__ДОКУМЕНТ__.
▬▬▬
Есть, впрочем, и еще один показатель – урожайность. Ее тоже непонятно как подсчитывали… то есть понятно, как: условный валовый сбор делился на общую посевную площадь. Если вынести за скобки рекордно урожайные и рекордно неурожайные годы, она держалась где-то на уровне 45–55 пудов с десятины, или 7,5–9 ц с гектара (и опять, с учетом крестьянских полосок, показатель наверняка завышен). Это в нашей передовой сельскохозяйственной державе – а что за границей?
Возьмем рекордный для страны по урожаю 1913 год и сравним с другими странами. В России в том году урожай пшеницы составил 8,2 ц с га. В США, где тоже было сколько угодно земли, большие расстояния и сложная логистика, что естественным образом ограничивало применение удобрений, – все же 10,2 ц. А вот сколько собирали в по-настоящему передовых государствах: Великобритания – 22,3 ц, Бельгия – 25,2 ц, Германия – 23,5 ц с га, т. е. в три раза больше, и это еще не предел.
▬▬▬
(Записи данных)
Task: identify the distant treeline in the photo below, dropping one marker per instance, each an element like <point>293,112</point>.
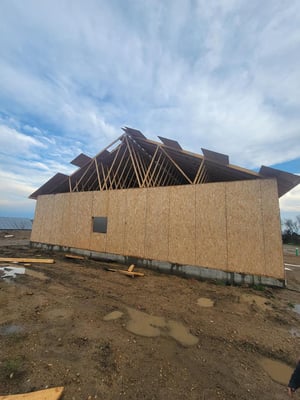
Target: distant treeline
<point>291,230</point>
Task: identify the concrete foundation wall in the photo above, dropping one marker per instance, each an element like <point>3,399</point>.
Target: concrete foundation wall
<point>233,226</point>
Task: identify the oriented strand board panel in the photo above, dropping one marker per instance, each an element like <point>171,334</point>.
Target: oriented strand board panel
<point>47,231</point>
<point>43,220</point>
<point>70,219</point>
<point>182,230</point>
<point>117,207</point>
<point>58,219</point>
<point>272,229</point>
<point>244,227</point>
<point>211,241</point>
<point>83,228</point>
<point>37,222</point>
<point>157,224</point>
<point>100,209</point>
<point>135,223</point>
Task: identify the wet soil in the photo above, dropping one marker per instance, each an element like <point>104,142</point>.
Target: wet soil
<point>208,341</point>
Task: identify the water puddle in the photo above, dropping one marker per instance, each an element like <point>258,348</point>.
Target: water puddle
<point>11,272</point>
<point>143,324</point>
<point>296,308</point>
<point>257,300</point>
<point>278,371</point>
<point>10,329</point>
<point>36,274</point>
<point>205,302</point>
<point>180,333</point>
<point>113,316</point>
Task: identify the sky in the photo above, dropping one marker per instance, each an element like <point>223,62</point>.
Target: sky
<point>222,75</point>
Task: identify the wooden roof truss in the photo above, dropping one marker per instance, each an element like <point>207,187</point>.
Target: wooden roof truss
<point>133,161</point>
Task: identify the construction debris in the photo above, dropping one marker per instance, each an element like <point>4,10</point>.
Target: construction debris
<point>27,260</point>
<point>74,256</point>
<point>46,394</point>
<point>129,271</point>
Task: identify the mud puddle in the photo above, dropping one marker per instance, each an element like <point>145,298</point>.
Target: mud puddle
<point>113,316</point>
<point>278,371</point>
<point>9,271</point>
<point>10,329</point>
<point>205,302</point>
<point>296,308</point>
<point>143,324</point>
<point>295,332</point>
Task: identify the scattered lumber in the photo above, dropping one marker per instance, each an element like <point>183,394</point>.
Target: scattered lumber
<point>131,268</point>
<point>129,272</point>
<point>27,260</point>
<point>74,256</point>
<point>46,394</point>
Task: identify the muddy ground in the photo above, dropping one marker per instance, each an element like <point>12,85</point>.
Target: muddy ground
<point>174,338</point>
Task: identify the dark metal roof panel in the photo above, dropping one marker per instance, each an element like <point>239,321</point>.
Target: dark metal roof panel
<point>9,223</point>
<point>134,132</point>
<point>51,186</point>
<point>285,180</point>
<point>81,160</point>
<point>217,157</point>
<point>170,143</point>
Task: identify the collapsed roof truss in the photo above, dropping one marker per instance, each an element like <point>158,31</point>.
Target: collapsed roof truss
<point>133,161</point>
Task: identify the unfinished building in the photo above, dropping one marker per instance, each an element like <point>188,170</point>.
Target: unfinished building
<point>162,207</point>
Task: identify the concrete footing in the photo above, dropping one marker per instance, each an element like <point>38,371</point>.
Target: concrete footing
<point>187,271</point>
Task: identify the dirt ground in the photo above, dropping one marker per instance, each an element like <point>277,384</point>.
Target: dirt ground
<point>168,338</point>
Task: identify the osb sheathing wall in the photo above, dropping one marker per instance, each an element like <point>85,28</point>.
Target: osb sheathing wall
<point>232,226</point>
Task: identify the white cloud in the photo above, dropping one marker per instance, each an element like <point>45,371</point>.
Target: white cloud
<point>17,143</point>
<point>220,75</point>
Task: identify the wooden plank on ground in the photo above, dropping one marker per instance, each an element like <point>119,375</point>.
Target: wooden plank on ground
<point>47,394</point>
<point>75,256</point>
<point>27,260</point>
<point>128,273</point>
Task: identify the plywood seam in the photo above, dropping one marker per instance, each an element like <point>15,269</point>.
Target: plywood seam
<point>169,199</point>
<point>263,226</point>
<point>145,221</point>
<point>226,226</point>
<point>195,228</point>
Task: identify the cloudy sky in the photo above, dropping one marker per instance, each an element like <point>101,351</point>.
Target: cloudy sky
<point>218,74</point>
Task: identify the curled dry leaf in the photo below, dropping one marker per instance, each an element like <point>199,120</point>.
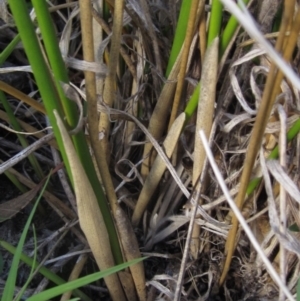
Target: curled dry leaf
<point>205,114</point>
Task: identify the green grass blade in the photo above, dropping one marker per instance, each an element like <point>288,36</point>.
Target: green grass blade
<point>229,32</point>
<point>9,288</point>
<point>215,22</point>
<point>43,270</point>
<point>60,74</point>
<point>53,292</point>
<point>9,49</point>
<point>40,69</point>
<point>179,34</point>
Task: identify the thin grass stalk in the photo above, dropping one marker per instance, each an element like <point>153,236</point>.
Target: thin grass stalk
<point>271,90</point>
<point>91,94</point>
<point>184,58</point>
<point>61,75</point>
<point>9,49</point>
<point>109,93</point>
<point>215,21</point>
<point>193,102</point>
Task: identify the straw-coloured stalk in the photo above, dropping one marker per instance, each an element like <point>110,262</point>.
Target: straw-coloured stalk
<point>205,115</point>
<point>90,217</point>
<point>157,169</point>
<point>271,91</point>
<point>158,121</point>
<point>109,93</point>
<point>184,58</point>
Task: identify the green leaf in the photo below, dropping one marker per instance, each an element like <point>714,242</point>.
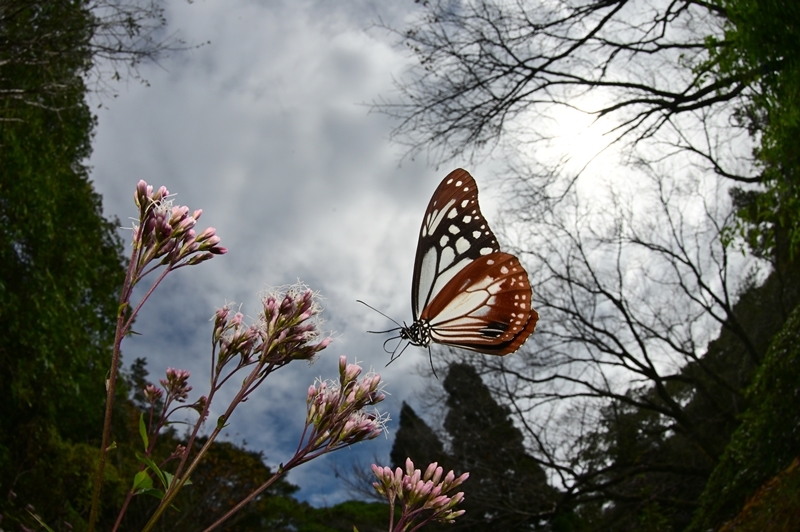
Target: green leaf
<point>39,520</point>
<point>143,432</point>
<point>142,481</point>
<point>154,468</point>
<point>153,492</point>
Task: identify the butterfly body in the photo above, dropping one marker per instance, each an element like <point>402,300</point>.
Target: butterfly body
<point>465,291</point>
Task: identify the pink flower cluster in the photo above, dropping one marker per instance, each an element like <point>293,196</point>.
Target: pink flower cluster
<point>167,233</point>
<point>336,409</point>
<point>290,325</point>
<point>288,329</point>
<point>422,496</point>
<point>176,384</point>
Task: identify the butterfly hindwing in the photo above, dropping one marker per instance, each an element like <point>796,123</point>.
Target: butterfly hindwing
<point>485,307</point>
<point>453,235</point>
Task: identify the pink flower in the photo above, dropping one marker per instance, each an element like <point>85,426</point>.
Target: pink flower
<point>423,497</point>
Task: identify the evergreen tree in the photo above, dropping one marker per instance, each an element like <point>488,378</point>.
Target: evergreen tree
<point>507,489</point>
<point>415,440</point>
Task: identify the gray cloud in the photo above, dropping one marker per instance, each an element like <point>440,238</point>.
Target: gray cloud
<point>263,130</point>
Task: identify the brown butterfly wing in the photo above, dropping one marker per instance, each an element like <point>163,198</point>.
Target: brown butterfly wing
<point>453,235</point>
<point>485,307</point>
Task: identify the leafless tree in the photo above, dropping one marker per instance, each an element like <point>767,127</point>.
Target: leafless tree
<point>632,283</point>
<point>492,70</point>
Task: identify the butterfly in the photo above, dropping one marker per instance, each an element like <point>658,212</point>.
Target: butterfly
<point>466,292</point>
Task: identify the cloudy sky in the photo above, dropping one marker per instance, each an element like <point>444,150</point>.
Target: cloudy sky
<point>266,130</point>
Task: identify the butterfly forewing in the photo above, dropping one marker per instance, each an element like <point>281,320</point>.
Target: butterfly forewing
<point>486,307</point>
<point>453,235</point>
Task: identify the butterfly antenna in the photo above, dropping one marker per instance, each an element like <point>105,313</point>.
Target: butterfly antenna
<point>381,313</point>
<point>430,357</point>
<point>388,330</point>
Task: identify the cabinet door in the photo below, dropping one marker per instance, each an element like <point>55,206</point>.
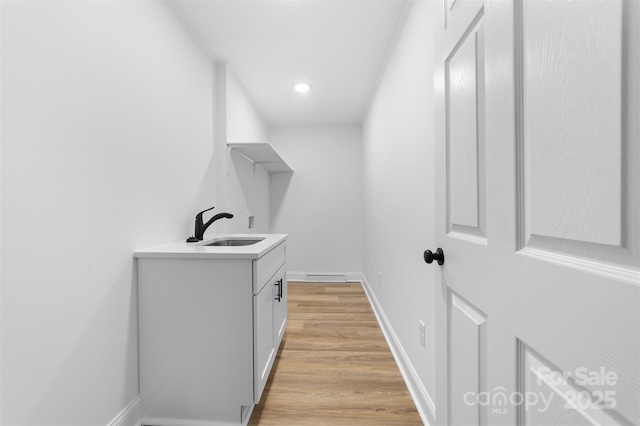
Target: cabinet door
<point>280,306</point>
<point>263,338</point>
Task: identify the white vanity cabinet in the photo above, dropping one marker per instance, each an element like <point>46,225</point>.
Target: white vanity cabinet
<point>210,327</point>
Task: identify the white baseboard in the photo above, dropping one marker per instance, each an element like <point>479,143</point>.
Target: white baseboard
<point>179,422</point>
<point>131,415</point>
<point>324,277</point>
<point>422,399</point>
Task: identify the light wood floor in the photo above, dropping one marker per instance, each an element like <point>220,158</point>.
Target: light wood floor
<point>334,366</point>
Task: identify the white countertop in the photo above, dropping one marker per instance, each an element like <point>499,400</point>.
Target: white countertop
<point>199,250</point>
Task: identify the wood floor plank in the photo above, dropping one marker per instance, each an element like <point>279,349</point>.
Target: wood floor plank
<point>334,366</point>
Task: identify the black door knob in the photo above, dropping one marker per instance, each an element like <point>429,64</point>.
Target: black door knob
<point>438,256</point>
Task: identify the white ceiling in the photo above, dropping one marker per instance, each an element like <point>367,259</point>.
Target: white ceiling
<point>337,46</point>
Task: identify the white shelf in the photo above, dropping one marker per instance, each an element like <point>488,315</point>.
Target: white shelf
<point>263,154</point>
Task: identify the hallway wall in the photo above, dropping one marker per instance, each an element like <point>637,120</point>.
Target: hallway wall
<point>320,204</point>
<point>244,187</point>
<point>399,192</point>
<point>107,146</point>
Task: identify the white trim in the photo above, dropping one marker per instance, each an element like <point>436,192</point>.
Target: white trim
<point>619,273</point>
<point>332,277</point>
<point>156,421</point>
<point>421,398</point>
<point>131,415</point>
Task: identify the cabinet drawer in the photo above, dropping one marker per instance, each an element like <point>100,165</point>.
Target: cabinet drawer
<point>265,267</point>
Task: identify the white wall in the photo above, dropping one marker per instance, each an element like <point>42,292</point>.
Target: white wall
<point>107,144</point>
<point>399,189</point>
<point>320,204</point>
<point>244,187</point>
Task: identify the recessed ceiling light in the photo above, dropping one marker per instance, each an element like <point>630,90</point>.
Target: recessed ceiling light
<point>301,87</point>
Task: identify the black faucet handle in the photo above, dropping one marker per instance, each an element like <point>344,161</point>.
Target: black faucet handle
<point>204,211</point>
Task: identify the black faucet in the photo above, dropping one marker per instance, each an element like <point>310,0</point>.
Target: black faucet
<point>200,227</point>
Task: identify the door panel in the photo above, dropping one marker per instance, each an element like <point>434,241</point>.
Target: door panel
<point>571,106</point>
<point>538,149</point>
<point>467,331</point>
<point>465,134</point>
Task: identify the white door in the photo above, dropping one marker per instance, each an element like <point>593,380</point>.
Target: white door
<point>537,187</point>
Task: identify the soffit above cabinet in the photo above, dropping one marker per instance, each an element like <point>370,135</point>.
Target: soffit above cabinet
<point>263,154</point>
▬▬▬
__ЗАДАНИЕ__. Допишите текст об урожайности зерновых в России и за границей, начав сразу после его последнего предложения.

__РЕЗУЛЬТАТ ВЫПОЛНЕНИЯ__.
А еще есть такой замечательный показатель, как товарность: какой процент продукции хозяйства идет на продажу. Именно товарность определяет, сколько горожан может прокормить один крестьянин. А тут у нас вообще все весело!
Сейчас только ленивый не приводит знаменитую таблицу из доклада Сталина «На хлебном фронте». Согласно ей, до войны товарность сельского хозяйства России выглядела так:
Как мы видим, общая товарность российского сельского хозяйства составляла 26 %. То есть на уровне «средней температуры по всем больницам империи», чтобы прокормить одного горожанина, нужно было четыре крестьянина. Троих, соответственно, должны были кормить двенадцать, а оставшиеся пять из семнадцати обеспечивали импорт.
Впрочем, как водится, везде много нюансов, или, говоря по-умному, дьявол прячется в деталях.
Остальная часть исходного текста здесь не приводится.